_Exercise_:
In the listing below, rewrite the lines from the line with "Check whether the headlight" to the line with "78, 171, 109]]" as a JSON list of strings, one string per line, leaving out any blank lines.

_Entries shown_:
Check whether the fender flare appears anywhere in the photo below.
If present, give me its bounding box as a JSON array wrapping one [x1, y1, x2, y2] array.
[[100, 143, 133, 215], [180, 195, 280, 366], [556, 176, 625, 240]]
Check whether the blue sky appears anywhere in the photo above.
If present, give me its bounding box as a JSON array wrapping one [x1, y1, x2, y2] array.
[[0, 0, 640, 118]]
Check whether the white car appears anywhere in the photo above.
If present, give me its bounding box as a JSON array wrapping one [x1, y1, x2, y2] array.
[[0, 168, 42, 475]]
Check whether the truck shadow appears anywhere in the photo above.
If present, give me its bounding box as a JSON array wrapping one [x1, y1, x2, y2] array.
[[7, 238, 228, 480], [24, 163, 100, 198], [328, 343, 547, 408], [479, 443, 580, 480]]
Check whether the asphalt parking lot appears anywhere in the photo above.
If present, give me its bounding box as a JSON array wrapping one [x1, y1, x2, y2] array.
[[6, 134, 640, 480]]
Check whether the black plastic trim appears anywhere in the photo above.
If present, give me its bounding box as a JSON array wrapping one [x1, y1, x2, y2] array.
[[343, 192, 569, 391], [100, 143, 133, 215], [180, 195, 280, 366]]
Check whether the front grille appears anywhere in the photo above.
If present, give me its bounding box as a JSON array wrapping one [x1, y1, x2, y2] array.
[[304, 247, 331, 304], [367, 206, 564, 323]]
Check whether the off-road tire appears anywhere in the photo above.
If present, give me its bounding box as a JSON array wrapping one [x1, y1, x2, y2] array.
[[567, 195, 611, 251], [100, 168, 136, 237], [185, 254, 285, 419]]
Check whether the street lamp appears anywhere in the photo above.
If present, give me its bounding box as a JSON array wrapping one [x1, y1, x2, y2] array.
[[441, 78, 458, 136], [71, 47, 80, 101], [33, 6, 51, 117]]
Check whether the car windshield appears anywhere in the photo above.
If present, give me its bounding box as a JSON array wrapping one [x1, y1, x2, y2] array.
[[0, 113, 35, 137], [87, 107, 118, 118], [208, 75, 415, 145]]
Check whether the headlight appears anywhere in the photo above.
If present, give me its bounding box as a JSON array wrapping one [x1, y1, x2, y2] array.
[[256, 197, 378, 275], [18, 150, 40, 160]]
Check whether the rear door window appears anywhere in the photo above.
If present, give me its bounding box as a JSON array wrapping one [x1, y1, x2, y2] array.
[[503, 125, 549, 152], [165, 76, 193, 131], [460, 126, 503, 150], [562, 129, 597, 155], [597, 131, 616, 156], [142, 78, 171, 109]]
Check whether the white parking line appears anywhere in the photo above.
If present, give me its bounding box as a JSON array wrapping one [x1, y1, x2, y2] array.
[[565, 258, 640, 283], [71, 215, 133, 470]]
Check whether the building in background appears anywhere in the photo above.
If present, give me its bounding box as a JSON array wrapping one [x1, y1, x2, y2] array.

_Exercise solution_:
[
  "Check whether the headlight appears anywhere in the photo above.",
  "If present, give me its bounding box as a JSON array wrapping one [x1, y1, x2, y2] array.",
  "[[256, 197, 378, 275], [18, 150, 40, 160]]",
  "Check whether the rear door window appears anywhere in the photo above.",
  "If present, give me its bounding box as a JSON array wrapping one [x1, y1, x2, y2] array.",
  "[[503, 125, 549, 152], [165, 76, 193, 131], [460, 126, 503, 150], [562, 129, 597, 155], [597, 131, 616, 156], [142, 78, 171, 109]]"
]